Supplied text:
<<<<

2.4 Computer Languages for Information Science

While this class is not a course in programming, it is useful to know what it is out there that can be used to manipulate information, perform calculations, and organize data. As this is an introduction we will just touch on three that scientists/web developers use, but there are many more - each with different advantages.  This discussion does not include the hard code application development platforms like C++, C#, etc.

Desktop Application (Windows, Mac) – Microsoft Excel

A lot of people think that Microsoft Excel is really for business people and not scientists.  Certainly, Microsoft caters to the business community in terms of the table formats, graphics, and cell functions.  Nonetheless, Excel has functionality that can be used in the context of informatics and as you will see later in the course can talk to webservers (websites) to retrieve data.

Excel has programming built-in in two ways. First, there are the in-cell functions. These are useful for text manipulation and basic math operations (see http://www.dummies.com/how-to/content/excel-formulas-and-functions-for-dummies-cheat-she.html).  There are also some statistical functions like mean (AVERAGE), mode (MODE), median (MEDIAN) standard deviation (STDEV), as well as some more sophisticated functions related to linear regression (SLOPE and INTERCEPT).

Excel worksheet functions

Then there is the much more sophisticated Visual Basic for Applications, (VBA), which sits behind Excel and is used to record the Macro’s run in Excel.  VBA is much more a true programming language allowing for declaration of variables, loop structures, if-then-else conditionals and user defined functions.  The script below is a quick example of how to check for strings to be a particular format – in this case the International Chemical Identifier, or InChI string (more later on this).  This script tries to match the pattern that is defined to the text in each cell to tell if the string ‘looks’ like a valid InChI string.  Whether it is would have to be tested in other ways…

Excel worksheet functions

Excel vba script

Command Line Application (Any platform) – R

R (yes just the letter R) is a very popular statistical computing and graphics environment (see https://www.r-project.org/).  R is sophisticated and extremely powerful so there is no way to show off its capabilities in a brief introduction but to give you a flavor here are some things you can do.  R is natively a command line application, so it does not have a graphical user interface (GUI) built-in that means it launches like other applications – you run it from the command line in the terminal.  There are however many GUI’s for R – for example RStudio (https://www.rstudio.com).

In order to get data into R to do something with it you must either enter it or import it from a text file. If we look back at the linear regression example from Excel we see we have two arrays of data, the x data points (concentration) and the y data points (absorbance).  If we wanted to enter these into R we would do it like this.

>>>>

Tasks for this exercise:
**A)** In the section on computer languages, rewrite the passage that begins with the words "R (yes just" and ends after "example RStudio (https://www.rstudio.com).", changing "terminal" to "shell".
**B)** Based on the section on computer languages, is each statement true? Answer yes or no and quote the words that decide it. (i) R comes with a built-in graphical user interface. (ii) The discussion covers development platforms such as C++ and C#. (iii) VBA allows loop structures.

Excerpted records:
<<<<

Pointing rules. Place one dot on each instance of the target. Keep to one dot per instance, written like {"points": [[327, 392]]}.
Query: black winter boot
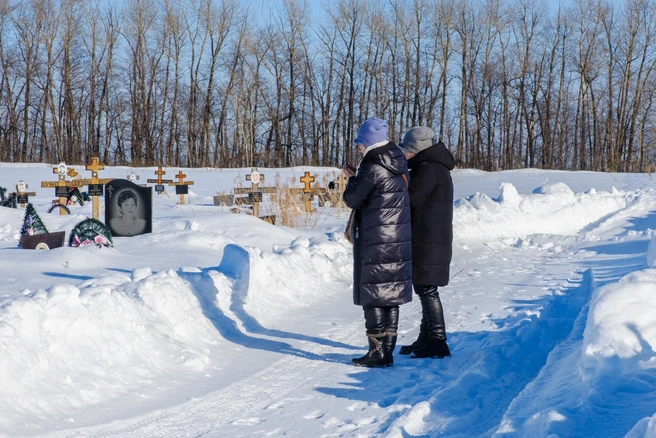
{"points": [[374, 320], [435, 345], [375, 357], [391, 325], [421, 339]]}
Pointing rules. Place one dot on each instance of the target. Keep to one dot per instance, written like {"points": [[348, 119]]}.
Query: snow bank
{"points": [[620, 334], [651, 253], [69, 346], [273, 283], [550, 209]]}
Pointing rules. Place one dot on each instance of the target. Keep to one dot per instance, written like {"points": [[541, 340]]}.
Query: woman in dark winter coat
{"points": [[382, 246], [431, 202]]}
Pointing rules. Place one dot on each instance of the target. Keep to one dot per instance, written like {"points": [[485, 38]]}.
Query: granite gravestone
{"points": [[128, 208]]}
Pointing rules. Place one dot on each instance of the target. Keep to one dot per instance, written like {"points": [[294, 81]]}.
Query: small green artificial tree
{"points": [[32, 223]]}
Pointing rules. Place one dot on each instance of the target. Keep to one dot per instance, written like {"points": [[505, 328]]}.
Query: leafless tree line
{"points": [[505, 84]]}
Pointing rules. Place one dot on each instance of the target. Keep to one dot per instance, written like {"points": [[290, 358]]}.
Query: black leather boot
{"points": [[435, 345], [391, 325], [421, 338], [375, 357], [374, 318]]}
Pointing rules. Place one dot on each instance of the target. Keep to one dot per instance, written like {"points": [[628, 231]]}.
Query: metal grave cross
{"points": [[255, 191], [22, 193], [182, 186], [95, 185], [61, 186], [159, 187], [308, 191]]}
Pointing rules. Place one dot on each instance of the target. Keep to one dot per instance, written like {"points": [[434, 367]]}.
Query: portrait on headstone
{"points": [[128, 208]]}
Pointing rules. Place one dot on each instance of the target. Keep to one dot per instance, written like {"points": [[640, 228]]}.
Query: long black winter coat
{"points": [[431, 202], [382, 247]]}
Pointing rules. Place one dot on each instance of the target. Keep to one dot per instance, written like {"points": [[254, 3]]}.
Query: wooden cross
{"points": [[255, 191], [22, 194], [307, 180], [340, 183], [61, 186], [308, 192], [182, 186], [95, 185], [159, 188]]}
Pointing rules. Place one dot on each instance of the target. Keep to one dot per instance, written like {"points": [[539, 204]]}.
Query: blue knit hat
{"points": [[371, 132]]}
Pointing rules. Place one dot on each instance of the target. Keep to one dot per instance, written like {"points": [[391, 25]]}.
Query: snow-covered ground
{"points": [[219, 324]]}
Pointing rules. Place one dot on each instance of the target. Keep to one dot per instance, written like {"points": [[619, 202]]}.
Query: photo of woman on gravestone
{"points": [[128, 223]]}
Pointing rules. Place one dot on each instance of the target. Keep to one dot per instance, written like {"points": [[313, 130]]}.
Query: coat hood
{"points": [[390, 157], [436, 153]]}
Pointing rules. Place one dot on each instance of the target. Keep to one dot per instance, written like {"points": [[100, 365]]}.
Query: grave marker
{"points": [[22, 195], [95, 185], [159, 187], [128, 208], [182, 186], [132, 177], [308, 191], [255, 192], [61, 186]]}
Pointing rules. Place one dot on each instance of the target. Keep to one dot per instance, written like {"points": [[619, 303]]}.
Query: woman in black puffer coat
{"points": [[382, 246], [431, 202]]}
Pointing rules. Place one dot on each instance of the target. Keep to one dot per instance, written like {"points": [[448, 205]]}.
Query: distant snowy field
{"points": [[219, 324]]}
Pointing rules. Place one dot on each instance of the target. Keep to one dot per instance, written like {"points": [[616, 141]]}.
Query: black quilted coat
{"points": [[382, 247], [431, 202]]}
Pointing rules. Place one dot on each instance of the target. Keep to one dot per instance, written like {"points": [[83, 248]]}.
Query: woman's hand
{"points": [[348, 170]]}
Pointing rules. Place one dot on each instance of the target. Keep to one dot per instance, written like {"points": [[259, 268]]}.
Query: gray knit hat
{"points": [[417, 139]]}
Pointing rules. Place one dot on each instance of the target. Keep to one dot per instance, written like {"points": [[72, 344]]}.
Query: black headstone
{"points": [[128, 208]]}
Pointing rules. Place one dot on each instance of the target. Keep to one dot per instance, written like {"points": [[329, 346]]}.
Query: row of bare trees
{"points": [[505, 84]]}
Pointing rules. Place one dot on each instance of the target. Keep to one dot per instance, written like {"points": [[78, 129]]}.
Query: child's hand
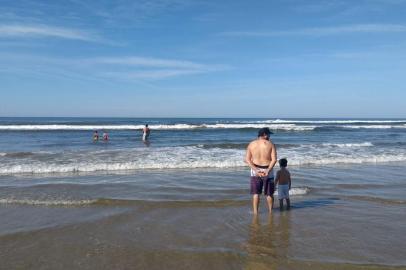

>>>>

Answers for this exercise:
**A)**
R (yes just the letter R) is a very popular statistical computing and graphics environment (see https://www.r-project.org/).  R is sophisticated and extremely powerful so there is no way to show off its capabilities in a brief introduction but to give you a flavor here are some things you can do.  R is natively a command line application, so it does not have a graphical user interface (GUI) built-in that means it launches like other applications – you run it from the command line in the shell.  There are however many GUI’s for R – for example RStudio (https://www.rstudio.com).

**B)**
(i) No: "it does not have a graphical user interface (GUI) built-in"
(ii) No: "This discussion does not include the hard code application development platforms like C++, C#, etc."
(iii) Yes: "VBA is much more a true programming language allowing for declaration of variables, loop structures, if-then-else conditionals and user defined functions."